§ Source text:
<<<<
Over the last few years, the company has opened up a new front line in the global fight against diabetes: cities. Two-thirds of people who live with diabetes today live in cities, and that proportion will rise as cities rise. UN statistics for 2014 reported that, for the first time ever, more than half of the world’s population live in urban areas – a number expected to climb to two-thirds by 2050.
“The breakthrough was to look at the intersection of a health issue and urbanization. That’s where the problem is most pronounced, and where we have the most to offer,” says Rulis. “It’s a new way for us to articulate the alarming rise in diabetes.”
Together with select major cities around the world, Novo Nordisk launched a campaign to start a global fight against “urban diabetes.” The campaign, Cities Changing Diabetes, debuted in Mexico City, where diabetes has been identified by the municipal authorities as the No. 1 health problem for the metropolis’ 20 million-plus residents.
The company went on to partner with Tianjin, Shanghai, Copenhagen and Houston. Together with Mexico City, these five cities have a combined population of more than 50 million.
The first challenge was clear: more data was needed. In 2014, Novo Nordisk collaborated with University College London to conduct research with leading local academic institutions in each of the cities. The innovation was to shift the focus of the research to the social and cultural factors that influence diabetes, rather than the impact of clinical interventions – and use the cities as a living lab to learn from. “If we’re to have any hope of bending the trajectory of the potentially catastrophic rise in diabetes, we have to grapple with the factors that put people at risk in the first place,” Rulis says.
>>>>
§ Aim of the task:
Can you reproduce the passage on urban diabetes in full, word for word?

§ Data extracts:
<<<<
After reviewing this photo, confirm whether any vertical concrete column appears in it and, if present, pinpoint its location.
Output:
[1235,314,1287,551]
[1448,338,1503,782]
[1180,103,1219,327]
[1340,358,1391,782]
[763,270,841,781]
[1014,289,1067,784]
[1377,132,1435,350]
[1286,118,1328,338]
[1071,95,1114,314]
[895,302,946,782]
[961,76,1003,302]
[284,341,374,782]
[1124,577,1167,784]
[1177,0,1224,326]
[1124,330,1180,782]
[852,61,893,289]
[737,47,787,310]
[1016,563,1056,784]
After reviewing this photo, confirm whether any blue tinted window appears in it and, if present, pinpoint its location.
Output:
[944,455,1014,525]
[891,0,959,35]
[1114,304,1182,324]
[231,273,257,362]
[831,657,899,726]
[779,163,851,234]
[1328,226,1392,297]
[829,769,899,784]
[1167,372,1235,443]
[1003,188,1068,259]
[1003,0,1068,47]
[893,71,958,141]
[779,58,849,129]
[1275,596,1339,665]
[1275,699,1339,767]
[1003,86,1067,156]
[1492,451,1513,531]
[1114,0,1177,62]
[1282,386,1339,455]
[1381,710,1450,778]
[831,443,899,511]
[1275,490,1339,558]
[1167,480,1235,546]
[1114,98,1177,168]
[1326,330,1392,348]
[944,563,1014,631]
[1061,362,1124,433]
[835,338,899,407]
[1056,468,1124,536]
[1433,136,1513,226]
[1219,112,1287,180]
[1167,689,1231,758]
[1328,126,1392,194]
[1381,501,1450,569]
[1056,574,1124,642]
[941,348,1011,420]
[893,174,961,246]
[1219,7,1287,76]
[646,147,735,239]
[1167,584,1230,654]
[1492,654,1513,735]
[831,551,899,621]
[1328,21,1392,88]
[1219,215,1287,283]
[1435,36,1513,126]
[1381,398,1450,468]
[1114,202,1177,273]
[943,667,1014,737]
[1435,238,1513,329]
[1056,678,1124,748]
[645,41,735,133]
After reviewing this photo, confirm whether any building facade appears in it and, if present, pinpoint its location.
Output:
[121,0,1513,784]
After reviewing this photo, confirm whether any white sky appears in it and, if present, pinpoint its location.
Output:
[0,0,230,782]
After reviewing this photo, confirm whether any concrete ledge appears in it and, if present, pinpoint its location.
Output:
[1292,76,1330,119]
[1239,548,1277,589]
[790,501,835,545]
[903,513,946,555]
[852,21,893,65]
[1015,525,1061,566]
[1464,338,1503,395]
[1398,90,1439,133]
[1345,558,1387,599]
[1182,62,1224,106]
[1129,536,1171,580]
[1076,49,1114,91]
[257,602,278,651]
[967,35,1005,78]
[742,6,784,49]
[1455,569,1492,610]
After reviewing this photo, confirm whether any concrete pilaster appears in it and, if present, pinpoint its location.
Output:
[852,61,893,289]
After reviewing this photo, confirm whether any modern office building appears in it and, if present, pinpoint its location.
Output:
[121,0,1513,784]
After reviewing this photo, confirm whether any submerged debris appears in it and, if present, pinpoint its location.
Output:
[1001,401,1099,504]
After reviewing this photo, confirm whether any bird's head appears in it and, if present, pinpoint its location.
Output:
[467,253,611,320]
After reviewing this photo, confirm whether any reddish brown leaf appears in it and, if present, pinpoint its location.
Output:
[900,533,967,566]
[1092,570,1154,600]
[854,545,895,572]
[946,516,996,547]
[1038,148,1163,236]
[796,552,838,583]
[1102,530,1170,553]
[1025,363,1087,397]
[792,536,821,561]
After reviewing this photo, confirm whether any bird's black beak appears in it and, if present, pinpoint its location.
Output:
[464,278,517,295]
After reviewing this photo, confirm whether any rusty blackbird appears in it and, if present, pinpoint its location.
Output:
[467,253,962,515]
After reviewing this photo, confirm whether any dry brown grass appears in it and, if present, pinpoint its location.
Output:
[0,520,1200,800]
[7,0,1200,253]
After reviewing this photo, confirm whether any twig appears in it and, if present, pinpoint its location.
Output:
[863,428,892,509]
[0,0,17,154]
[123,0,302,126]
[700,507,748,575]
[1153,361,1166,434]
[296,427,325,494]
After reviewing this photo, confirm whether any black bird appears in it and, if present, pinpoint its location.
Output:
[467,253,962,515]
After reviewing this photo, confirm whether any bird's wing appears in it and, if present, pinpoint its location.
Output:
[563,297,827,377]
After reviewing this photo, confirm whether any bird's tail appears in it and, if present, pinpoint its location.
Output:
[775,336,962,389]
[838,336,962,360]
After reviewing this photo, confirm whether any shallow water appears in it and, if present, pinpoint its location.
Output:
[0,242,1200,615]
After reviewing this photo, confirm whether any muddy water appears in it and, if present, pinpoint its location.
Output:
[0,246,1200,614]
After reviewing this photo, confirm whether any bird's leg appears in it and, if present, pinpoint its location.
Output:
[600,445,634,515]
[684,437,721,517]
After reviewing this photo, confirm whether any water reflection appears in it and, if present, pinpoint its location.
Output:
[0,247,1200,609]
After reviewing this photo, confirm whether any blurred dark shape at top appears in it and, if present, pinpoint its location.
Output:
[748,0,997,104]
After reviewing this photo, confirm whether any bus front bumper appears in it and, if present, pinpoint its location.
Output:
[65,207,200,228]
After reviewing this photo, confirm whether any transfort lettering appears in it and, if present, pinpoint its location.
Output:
>>>>
§ Your solution:
Over the last few years, the company has opened up a new front line in the global fight against diabetes: cities. Two-thirds of people who live with diabetes today live in cities, and that proportion will rise as cities rise. UN statistics for 2014 reported that, for the first time ever, more than half of the world’s population live in urban areas – a number expected to climb to two-thirds by 2050.
“The breakthrough was to look at the intersection of a health issue and urbanization. That’s where the problem is most pronounced, and where we have the most to offer,” says Rulis. “It’s a new way for us to articulate the alarming rise in diabetes.”
Together with select major cities around the world, Novo Nordisk launched a campaign to start a global fight against “urban diabetes.” The campaign, Cities Changing Diabetes, debuted in Mexico City, where diabetes has been identified by the municipal authorities as the No. 1 health problem for the metropolis’ 20 million-plus residents.
The company went on to partner with Tianjin, Shanghai, Copenhagen and Houston. Together with Mexico City, these five cities have a combined population of more than 50 million.
The first challenge was clear: more data was needed. In 2014, Novo Nordisk collaborated with University College London to conduct research with leading local academic institutions in each of the cities. The innovation was to shift the focus of the research to the social and cultural factors that influence diabetes, rather than the impact of clinical interventions – and use the cities as a living lab to learn from. “If we’re to have any hope of bending the trajectory of the potentially catastrophic rise in diabetes, we have to grapple with the factors that put people at risk in the first place,” Rulis says.